Given text:
— BEGIN —
On Sat, Jun 4, 2016 at 6:15 PM, Stanislav Malyshev <smalys...@gmail.com> wrote:
>
> Hi!
>
> > Let's begin discussing the prospect of adding libsodium as a core extension
> > in PHP 7.1. I've updated the RFC to explain why this would be a good idea
> > and the benefits it offers.
> >
> > https://wiki.php.net/rfc/libsodium
> >
> > If the subsequent discussion goes smoothly, I would like to open voting on
> > June 15.
>
> Some notes based on the docs in https://paragonie.com/book/pecl-libsodium:
> TLDR: I think the idea of having something like this in core is very
> nice, but I think it needs some tweaks in order to be a solution we can
> recommend as core module.
>
> - I would appreciate deeper namespacing. It is rarely that you would use
> all sub-modules (such as encryption, both symmetric and asymmetric,
> password hashing, decryption, random, etc.) in the same piece of code.
> So if I could just "use Sodium\Crypto;" and then use short names it
> would be much nicer than having to spell out the whole story.

This would entail a BC break against all software currently written
using libsodium.
Are you certain that deeper namespacing would be worth that trade-off?

> - Also, I'm not sure why functions like
> crypto_aead_chacha20poly1305_encrypt() exist. Shouldn't algorythm be a
> parameter to encryption function and not function name? Putting
> parameter into function names makes it much harder to be flexible and
> configurable. Or, if there's only one, then why not just call it
> encrypt() and state the fixed algorithm in the docs?

Libsodium offers few primitives. For AEAD, you have:

- ChaCha20-Poly1305
- AES-256-GCM (but only with modern hardware)
- ChaCha20-Poly1305 (IETF version with a bigger nonce)
— END —
Stored items from a collection
— BEGIN —
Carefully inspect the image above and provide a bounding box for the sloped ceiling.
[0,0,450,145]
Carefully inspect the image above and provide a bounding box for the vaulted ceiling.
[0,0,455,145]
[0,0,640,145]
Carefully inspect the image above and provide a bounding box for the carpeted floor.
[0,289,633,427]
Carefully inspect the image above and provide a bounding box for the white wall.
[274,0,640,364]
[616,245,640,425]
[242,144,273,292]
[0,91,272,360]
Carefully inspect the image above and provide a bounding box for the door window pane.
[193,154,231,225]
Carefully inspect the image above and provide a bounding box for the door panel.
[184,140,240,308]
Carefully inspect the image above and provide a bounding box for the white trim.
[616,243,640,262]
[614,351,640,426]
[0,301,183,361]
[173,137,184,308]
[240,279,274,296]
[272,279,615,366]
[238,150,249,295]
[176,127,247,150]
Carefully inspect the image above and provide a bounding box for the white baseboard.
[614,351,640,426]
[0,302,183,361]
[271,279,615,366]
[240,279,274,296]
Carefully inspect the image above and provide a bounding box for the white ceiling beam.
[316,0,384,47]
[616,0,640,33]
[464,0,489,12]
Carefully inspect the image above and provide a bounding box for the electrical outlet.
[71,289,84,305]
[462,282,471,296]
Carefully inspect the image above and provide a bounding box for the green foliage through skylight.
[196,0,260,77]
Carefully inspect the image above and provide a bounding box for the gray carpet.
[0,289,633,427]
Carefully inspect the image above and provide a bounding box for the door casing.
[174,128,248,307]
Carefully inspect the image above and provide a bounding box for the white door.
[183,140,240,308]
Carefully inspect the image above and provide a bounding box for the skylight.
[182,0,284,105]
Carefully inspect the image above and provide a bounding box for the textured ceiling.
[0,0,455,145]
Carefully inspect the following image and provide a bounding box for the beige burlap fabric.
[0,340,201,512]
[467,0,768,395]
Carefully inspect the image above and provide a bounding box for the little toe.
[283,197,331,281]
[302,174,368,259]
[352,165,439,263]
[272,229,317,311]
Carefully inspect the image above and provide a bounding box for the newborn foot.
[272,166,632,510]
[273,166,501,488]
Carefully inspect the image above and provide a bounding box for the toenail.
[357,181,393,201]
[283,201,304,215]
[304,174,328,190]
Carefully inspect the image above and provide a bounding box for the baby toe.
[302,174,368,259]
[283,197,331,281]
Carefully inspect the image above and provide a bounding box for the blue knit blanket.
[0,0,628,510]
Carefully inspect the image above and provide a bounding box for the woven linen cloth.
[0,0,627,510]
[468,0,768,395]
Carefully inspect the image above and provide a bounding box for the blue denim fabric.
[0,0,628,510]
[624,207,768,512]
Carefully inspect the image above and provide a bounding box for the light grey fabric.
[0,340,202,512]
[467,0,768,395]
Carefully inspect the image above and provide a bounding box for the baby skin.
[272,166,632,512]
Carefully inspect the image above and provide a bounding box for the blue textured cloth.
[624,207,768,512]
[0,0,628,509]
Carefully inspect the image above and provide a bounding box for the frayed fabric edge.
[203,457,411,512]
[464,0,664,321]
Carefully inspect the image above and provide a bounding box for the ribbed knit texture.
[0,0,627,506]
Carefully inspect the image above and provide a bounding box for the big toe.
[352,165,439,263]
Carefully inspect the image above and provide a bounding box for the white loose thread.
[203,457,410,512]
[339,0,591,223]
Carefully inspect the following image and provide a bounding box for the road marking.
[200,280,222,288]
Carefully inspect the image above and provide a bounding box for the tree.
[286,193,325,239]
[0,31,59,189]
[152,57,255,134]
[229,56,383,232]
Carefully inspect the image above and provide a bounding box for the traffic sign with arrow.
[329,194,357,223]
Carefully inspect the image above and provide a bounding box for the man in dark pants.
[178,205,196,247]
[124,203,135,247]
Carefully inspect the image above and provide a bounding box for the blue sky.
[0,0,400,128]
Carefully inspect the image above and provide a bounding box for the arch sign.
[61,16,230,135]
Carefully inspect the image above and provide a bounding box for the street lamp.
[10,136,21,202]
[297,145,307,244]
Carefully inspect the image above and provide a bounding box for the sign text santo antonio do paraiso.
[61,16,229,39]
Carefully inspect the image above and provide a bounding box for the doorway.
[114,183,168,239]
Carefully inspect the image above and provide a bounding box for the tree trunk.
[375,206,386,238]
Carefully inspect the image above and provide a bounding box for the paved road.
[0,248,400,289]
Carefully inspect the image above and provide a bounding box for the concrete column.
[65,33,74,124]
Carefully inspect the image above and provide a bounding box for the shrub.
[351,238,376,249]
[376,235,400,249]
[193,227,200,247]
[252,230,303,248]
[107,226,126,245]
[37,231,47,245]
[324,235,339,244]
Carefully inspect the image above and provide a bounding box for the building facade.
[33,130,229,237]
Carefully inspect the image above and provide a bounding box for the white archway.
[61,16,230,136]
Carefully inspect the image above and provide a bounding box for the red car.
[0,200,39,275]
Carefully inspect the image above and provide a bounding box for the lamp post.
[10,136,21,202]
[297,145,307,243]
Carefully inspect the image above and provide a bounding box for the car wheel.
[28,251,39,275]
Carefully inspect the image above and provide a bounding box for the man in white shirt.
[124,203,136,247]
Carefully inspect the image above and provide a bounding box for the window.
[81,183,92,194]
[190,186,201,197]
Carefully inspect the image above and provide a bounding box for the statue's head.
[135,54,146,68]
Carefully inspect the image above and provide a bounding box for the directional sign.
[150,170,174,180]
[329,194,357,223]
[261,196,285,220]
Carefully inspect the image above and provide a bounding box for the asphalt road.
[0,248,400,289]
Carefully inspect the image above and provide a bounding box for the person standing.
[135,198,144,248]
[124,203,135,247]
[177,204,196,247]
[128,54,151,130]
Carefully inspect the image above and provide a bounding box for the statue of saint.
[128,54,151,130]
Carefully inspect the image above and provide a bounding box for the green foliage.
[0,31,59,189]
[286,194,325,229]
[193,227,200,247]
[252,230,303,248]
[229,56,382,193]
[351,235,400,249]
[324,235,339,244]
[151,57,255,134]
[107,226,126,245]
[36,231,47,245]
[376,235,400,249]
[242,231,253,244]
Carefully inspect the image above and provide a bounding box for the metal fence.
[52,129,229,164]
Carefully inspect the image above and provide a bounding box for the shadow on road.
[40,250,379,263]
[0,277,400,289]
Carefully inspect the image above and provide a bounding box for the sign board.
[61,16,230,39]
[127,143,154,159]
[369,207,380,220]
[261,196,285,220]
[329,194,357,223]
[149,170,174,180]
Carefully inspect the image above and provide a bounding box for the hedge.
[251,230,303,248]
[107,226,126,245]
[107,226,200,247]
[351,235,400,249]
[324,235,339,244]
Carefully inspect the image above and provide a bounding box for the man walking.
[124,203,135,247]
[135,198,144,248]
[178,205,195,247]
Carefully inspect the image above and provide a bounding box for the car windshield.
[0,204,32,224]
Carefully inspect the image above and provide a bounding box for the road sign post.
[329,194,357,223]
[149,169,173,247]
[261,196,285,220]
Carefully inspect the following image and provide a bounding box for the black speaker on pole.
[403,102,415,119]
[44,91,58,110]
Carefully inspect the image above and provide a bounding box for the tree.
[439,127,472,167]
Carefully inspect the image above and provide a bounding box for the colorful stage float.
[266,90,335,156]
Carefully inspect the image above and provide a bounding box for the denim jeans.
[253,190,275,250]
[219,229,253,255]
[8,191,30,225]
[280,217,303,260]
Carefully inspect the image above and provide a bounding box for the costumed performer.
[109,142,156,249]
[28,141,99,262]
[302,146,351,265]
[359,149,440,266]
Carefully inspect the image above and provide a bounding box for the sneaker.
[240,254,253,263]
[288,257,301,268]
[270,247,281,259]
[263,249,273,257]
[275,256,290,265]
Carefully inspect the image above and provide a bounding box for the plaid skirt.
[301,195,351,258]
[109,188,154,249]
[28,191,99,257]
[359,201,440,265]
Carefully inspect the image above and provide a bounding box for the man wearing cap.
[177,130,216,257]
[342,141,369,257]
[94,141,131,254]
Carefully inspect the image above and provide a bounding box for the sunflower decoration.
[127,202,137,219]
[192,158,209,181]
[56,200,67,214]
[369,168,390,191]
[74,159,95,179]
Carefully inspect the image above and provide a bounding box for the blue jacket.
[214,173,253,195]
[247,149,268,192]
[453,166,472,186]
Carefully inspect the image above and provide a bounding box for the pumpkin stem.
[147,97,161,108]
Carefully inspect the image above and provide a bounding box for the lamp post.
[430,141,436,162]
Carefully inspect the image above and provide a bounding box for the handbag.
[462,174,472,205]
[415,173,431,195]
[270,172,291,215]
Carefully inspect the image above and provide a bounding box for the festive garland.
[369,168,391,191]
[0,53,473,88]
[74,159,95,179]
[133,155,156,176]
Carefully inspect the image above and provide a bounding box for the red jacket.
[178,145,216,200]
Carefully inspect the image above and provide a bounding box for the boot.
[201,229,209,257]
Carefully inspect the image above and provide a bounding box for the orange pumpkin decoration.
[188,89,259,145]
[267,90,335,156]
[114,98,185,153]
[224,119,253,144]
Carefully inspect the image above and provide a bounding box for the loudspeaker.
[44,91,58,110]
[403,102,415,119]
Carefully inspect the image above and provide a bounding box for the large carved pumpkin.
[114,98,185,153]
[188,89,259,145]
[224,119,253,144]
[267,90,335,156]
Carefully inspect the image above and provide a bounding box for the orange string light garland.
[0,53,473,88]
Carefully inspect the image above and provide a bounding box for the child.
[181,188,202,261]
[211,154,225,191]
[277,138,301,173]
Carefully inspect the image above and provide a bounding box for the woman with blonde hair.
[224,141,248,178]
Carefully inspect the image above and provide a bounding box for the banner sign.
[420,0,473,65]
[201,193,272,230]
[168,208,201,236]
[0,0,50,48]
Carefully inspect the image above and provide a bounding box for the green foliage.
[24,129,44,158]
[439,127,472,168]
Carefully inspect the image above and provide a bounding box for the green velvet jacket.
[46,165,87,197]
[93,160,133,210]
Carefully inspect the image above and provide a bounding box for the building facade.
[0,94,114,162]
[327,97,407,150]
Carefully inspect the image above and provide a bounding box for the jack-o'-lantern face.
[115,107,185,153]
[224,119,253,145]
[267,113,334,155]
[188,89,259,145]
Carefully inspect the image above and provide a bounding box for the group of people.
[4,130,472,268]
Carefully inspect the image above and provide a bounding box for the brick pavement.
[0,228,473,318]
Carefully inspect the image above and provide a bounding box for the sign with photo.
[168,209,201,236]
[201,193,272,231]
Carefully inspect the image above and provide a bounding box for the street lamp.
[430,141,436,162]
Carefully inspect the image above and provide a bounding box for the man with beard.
— END —
Complete the following:
1. In the libsodium thread, on what date does the proposer want to open voting?
2. Transcribe the part of the libsodium thread that opens with the words containing "This would entail" and closes with "worth that trade-off?".
3. Render this sentence from the libsodium thread in French: "This would entail a BC break against all software currently written using libsodium."

Answer list:
1. June 15.

2.
This would entail a BC break against all software currently written
using libsodium.
Are you certain that deeper namespacing would be worth that trade-off?

3. Cela entraînerait une rupture de rétrocompatibilité pour tous les logiciels actuellement écrits avec libsodium.